Task to carry out ▸ This exercise calls for printing every record exactly once more.

========================================

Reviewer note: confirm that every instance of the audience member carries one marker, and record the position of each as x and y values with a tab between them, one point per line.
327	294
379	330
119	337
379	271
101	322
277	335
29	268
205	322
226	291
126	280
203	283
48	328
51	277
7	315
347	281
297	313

========================================

Answer to the problem ▸
Reviewer note: confirm that every instance of the audience member carries one marker, and record the position of each as x and y values with a tab between them, one point per line.
327	294
379	330
119	337
379	271
101	322
277	335
29	268
205	322
226	291
126	280
203	283
48	328
51	277
7	315
347	281
297	313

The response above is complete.